PROMPT A:
Answer these from the article on schizophrenia and brain blood vessels:
(i) What share of people in Ireland does schizophrenia affect?
(ii) What is the name for the network of brain blood vessels that regulates the transport of energy and materials into and out of the brain?
(iii) What position does Dr Matthew Campbell hold?
PROMPT B: Can you carry on the article about schizophrenia and brain blood vessels, picking up right after its final paragraph?

PAGE TEXT:
★ ★ ★ ★ ★
Irish scientists have discovered that abnormalities in the blood vessels of the brain may have a key role to play in the development of schizophrenia.
Schizophrenia is a serious mental health condition characterised by disturbances in a person's thoughts, perceptions, emotions and behaviour. Symptoms can include delusions, hallucinations, behaviour change, social withdrawal and problems sleeping.
The condition affects around 1% of people in Ireland.
It is already known that a network of blood vessels in the brain regulates the transport of energy and materials into and out of the brain - this is known as the blood-brain barrier (BBB).
Now, scientists from Trinity College Dublin (TCD) and the Royal College of Surgeons in Ireland (RCSI) have discovered that abnormalities in the integrity of the BBB may have a major role to play in the development of schizophrenia and other brain disorders.
"Our recent findings have, for the first time, suggested that schizophrenia is a brain disorder associated with abnormalities of brain blood vessels. The concept of tailoring drugs to regulate and treat abnormal brain blood vessels is a novel treatment strategy and offers great potential to complement existing treatments of this debilitating disease," commented Dr Matthew Campbell, assistant professor in neurovascular genetics at TCD.
★ ★ ★ ★ ★
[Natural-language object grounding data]
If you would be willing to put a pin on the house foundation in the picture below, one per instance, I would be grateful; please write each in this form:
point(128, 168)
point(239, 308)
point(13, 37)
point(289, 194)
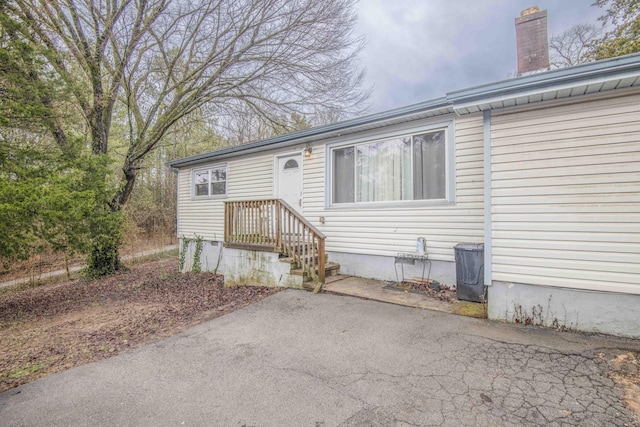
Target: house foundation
point(241, 266)
point(565, 308)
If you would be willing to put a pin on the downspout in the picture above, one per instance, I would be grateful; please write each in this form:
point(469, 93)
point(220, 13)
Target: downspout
point(486, 127)
point(177, 172)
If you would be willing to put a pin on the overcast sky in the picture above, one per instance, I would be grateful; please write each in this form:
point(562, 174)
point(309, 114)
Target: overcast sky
point(418, 50)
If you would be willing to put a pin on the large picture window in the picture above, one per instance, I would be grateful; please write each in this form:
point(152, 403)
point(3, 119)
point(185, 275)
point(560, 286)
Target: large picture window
point(210, 182)
point(405, 168)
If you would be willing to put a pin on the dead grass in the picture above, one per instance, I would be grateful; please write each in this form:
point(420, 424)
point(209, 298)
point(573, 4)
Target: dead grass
point(52, 327)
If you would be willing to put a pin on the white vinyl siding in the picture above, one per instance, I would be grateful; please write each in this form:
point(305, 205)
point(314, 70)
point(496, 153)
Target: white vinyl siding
point(369, 230)
point(389, 230)
point(566, 196)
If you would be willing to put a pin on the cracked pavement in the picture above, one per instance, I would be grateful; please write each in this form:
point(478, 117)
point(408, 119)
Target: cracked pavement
point(298, 359)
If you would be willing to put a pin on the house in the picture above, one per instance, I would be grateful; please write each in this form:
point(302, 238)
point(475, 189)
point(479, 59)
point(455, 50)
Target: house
point(543, 169)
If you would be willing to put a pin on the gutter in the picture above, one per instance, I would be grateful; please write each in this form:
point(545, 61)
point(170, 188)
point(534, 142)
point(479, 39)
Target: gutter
point(457, 101)
point(312, 134)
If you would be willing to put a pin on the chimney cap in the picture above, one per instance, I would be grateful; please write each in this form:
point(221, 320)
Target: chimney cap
point(529, 11)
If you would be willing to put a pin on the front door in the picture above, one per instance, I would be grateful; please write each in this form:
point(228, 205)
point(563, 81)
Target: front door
point(289, 185)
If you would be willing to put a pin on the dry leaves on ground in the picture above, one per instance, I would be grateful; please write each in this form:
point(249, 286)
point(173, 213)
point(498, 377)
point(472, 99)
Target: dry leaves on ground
point(53, 327)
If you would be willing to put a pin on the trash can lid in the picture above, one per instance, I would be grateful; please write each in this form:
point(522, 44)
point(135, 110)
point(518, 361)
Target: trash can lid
point(470, 246)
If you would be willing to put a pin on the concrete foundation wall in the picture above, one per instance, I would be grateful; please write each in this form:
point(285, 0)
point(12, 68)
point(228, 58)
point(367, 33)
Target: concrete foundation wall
point(242, 267)
point(383, 268)
point(580, 310)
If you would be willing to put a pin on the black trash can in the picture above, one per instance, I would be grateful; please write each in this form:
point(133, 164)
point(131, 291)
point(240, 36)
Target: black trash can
point(469, 271)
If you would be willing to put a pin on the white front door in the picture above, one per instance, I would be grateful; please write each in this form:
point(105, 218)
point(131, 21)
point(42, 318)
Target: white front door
point(289, 180)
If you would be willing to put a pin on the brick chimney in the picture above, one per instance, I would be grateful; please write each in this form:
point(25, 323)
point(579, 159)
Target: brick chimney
point(532, 41)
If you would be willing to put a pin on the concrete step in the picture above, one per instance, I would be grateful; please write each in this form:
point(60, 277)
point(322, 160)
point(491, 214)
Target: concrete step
point(330, 269)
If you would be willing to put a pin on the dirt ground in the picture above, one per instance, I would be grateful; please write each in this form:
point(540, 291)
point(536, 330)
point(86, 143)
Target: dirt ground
point(52, 327)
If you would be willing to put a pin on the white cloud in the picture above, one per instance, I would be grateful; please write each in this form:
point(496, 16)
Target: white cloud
point(421, 49)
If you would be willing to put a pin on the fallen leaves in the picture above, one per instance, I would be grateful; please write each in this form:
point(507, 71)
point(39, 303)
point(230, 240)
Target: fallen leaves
point(56, 326)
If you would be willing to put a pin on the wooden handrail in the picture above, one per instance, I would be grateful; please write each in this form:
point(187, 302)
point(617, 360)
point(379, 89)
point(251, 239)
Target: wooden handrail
point(273, 224)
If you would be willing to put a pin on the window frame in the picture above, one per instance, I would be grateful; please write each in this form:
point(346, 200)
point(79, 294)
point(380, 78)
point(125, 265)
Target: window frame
point(209, 169)
point(447, 127)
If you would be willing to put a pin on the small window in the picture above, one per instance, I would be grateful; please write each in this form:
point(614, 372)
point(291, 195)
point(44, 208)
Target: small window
point(291, 164)
point(210, 182)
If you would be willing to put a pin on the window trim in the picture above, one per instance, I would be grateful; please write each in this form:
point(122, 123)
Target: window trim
point(209, 168)
point(450, 174)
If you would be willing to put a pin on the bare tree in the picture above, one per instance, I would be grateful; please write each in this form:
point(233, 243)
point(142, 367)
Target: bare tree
point(574, 46)
point(161, 60)
point(164, 59)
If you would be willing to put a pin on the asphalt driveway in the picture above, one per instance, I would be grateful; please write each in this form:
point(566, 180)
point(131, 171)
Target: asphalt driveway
point(299, 359)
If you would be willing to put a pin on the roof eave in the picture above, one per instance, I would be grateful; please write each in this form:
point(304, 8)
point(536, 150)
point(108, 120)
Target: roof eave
point(320, 132)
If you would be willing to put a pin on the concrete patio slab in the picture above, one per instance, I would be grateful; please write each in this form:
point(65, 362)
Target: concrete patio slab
point(303, 359)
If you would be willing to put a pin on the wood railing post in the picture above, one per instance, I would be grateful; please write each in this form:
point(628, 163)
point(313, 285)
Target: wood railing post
point(321, 260)
point(278, 210)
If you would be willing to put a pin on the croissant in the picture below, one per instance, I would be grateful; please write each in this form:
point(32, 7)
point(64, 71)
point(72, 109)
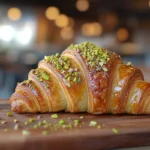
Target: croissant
point(83, 78)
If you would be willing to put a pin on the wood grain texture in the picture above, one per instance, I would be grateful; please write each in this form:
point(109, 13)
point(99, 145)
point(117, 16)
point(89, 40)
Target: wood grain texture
point(134, 131)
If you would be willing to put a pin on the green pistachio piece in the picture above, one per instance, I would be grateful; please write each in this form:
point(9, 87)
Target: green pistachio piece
point(32, 120)
point(69, 78)
point(9, 114)
point(59, 66)
point(45, 76)
point(79, 79)
point(45, 132)
point(75, 79)
point(57, 55)
point(62, 121)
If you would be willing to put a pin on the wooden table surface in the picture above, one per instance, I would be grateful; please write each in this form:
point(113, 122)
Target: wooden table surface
point(133, 131)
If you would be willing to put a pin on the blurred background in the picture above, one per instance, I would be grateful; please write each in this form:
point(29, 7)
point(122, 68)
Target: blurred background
point(29, 30)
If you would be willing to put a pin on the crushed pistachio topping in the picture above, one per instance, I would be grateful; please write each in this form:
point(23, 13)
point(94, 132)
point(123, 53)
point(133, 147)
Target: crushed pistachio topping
point(5, 130)
point(32, 120)
point(3, 122)
point(93, 123)
point(115, 131)
point(25, 133)
point(42, 75)
point(45, 132)
point(99, 127)
point(16, 121)
point(62, 121)
point(129, 64)
point(81, 117)
point(17, 126)
point(26, 123)
point(28, 82)
point(9, 114)
point(95, 57)
point(54, 116)
point(62, 64)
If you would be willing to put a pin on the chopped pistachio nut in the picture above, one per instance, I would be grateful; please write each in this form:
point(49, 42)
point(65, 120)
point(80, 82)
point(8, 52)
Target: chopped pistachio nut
point(35, 126)
point(16, 127)
point(9, 114)
point(115, 131)
point(93, 123)
point(5, 130)
point(16, 121)
point(45, 132)
point(25, 133)
point(62, 121)
point(81, 117)
point(95, 56)
point(99, 127)
point(32, 120)
point(129, 64)
point(4, 122)
point(38, 117)
point(54, 116)
point(62, 64)
point(39, 123)
point(45, 76)
point(76, 121)
point(26, 123)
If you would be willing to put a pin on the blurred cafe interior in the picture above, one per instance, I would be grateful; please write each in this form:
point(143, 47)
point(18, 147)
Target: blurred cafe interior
point(29, 30)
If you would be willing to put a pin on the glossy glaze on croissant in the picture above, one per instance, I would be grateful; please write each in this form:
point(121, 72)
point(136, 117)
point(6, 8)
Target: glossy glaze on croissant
point(84, 78)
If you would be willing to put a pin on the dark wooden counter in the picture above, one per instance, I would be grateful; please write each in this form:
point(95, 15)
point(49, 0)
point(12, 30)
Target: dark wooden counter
point(133, 131)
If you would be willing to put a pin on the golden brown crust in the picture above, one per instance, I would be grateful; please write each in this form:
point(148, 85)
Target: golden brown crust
point(94, 84)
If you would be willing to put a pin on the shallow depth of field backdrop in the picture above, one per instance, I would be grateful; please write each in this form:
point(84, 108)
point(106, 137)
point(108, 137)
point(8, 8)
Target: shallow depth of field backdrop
point(29, 30)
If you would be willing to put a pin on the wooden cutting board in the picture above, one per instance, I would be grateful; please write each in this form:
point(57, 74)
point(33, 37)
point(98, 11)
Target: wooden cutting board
point(133, 131)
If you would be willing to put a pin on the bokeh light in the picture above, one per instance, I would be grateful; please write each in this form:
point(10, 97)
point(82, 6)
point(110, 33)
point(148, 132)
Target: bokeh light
point(7, 33)
point(24, 36)
point(122, 34)
point(14, 14)
point(67, 33)
point(82, 5)
point(62, 21)
point(91, 29)
point(52, 13)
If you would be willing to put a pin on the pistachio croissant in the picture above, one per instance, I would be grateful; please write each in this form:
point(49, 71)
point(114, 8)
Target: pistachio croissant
point(84, 78)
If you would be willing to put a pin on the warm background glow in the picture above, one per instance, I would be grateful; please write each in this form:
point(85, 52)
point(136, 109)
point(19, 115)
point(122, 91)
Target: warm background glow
point(14, 14)
point(52, 13)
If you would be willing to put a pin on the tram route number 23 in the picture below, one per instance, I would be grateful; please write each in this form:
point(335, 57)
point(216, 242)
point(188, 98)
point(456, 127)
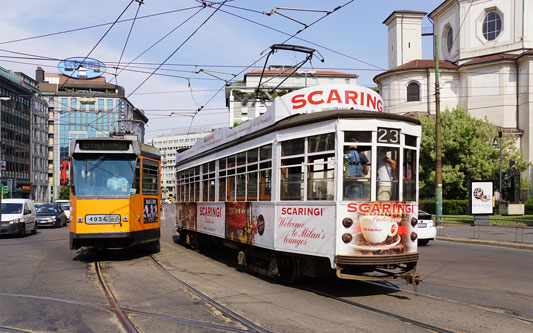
★ ★ ★ ★ ★
EXERCISE RESPONSE A:
(i) Around 1%.
(ii) The blood-brain barrier (BBB).
(iii) Assistant professor in neurovascular genetics at TCD.

EXERCISE RESPONSE B:
He said that while it is already well accepted that improving cardiovascular health can reduce the risk of stroke and heart attacks, ‘we now believe that drugs aimed at improving cerebrovascular health may be an additional strategy to treating brain diseases in the future'.
The Irish team worked with an international group of scientists from Cardiff University, Stanford University and Duke University, and also screened post-mortem brain samples form the Stanley Medical Research Institute in the US.
"We have shown for the first time that dysfunction of the BBB may be an important factor in the development of schizophrenia. These findings greatly add to our understanding of this debilitating and socially isolating condition," commented consultant psychiatrist and head of the department of psychiatry at the RCSI, Prof Kieran Murphy.
Details of these findings are published in the journal, Molecular Psychiatry.